* Esercizio
Secondo il brano sulla riforma dei trattati europei, quanti Paesi hanno firmato la dichiarazione congiunta resa pubblica il 9 maggio?

* Brano di lettura

============

Tra le altre richieste ci sono un adattamento delle competenze europee nei settori sanitario, energetico, della difesa e delle politiche sociali; il diritto di iniziativa legislativa per il Parlamento europeo e un rafforzamento delle procedure che tutelano i valori dell’Unione.
Una passerella per riformare i trattati
Se il Parlamento europeo è compatto nella richiesta, gli Stati europei non sembrano così pronti a riceverla. Per la convocazione serve la maggioranza semplice: più stati favorevoli di quelli contrari, come prevede la procedura dell’Articolo 48 del Trattato sull’Ue.
Ma la strada è tutta in salita: 13 Paesi su 27 hanno già espresso il loro scetticismo in una dichiarazione congiunta resa pubblica lo scorso 9 maggio, con cui si oppongono a «sconsiderati e prematuri tentativi di attivare un processo di modifica dei trattati». I governi firmatari sono Bulgaria, Croazia, Cechia, Danimarca, Estonia, Finlandia, Lettonia, Lituania, Malta, Polonia, Romania, Slovenia e Svezia. A conti fatti, tutto il Nord e tutto l’Est dell’Unione europea, ad eccezione dell’Ungheria, che però è notoriamente poco incline a privarsi del suo potere di veto.
La speranza è che il governo francese, giunto all’ultimo miglio del suo semestre di presidenza, riesca quantomeno a imporre la discussione. La questione sarà trattata al Consiglio dei ministri degli Affari europei il 21 giugno e gli europarlamentari confidano nel fatto che possa arrivare sul tavolo dei Capi di Stato e di governo pochi giorni dopo, nel Consiglio europeo del 23 e 24 giugno.

============

* Estratti del dataset

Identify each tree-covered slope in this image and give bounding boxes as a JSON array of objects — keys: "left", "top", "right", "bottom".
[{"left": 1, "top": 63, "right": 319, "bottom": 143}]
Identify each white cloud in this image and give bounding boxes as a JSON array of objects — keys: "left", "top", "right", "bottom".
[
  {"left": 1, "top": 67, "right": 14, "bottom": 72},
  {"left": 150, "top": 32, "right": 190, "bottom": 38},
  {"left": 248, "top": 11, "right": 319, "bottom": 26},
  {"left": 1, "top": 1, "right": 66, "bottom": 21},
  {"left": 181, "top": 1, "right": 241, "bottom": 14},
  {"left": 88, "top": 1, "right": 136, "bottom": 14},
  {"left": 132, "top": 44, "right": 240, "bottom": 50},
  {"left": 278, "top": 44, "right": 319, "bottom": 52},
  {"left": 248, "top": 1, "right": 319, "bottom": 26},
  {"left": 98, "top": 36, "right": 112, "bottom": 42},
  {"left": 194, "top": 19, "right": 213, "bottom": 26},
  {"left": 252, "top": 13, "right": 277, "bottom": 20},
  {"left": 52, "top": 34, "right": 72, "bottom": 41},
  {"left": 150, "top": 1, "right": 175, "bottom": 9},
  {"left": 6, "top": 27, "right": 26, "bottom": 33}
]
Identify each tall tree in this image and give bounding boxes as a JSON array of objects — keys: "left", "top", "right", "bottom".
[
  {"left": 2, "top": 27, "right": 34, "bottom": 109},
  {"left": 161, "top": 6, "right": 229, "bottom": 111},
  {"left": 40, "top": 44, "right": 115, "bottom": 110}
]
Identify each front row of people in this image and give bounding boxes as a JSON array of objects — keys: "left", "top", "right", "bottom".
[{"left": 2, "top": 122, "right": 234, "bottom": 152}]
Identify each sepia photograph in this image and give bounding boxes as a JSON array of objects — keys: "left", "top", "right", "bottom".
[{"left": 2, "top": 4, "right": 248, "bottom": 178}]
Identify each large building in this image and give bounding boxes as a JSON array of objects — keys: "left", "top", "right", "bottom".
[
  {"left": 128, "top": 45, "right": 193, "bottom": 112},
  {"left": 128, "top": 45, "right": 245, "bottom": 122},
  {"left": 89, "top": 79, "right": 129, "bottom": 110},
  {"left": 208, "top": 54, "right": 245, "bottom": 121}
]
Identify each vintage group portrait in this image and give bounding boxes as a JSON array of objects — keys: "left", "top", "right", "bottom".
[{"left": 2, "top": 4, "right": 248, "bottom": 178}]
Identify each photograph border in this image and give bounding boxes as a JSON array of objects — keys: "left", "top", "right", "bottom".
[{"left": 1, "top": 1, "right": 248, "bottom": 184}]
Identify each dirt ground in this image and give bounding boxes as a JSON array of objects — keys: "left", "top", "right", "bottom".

============

* Risposta
13 Paesi su 27.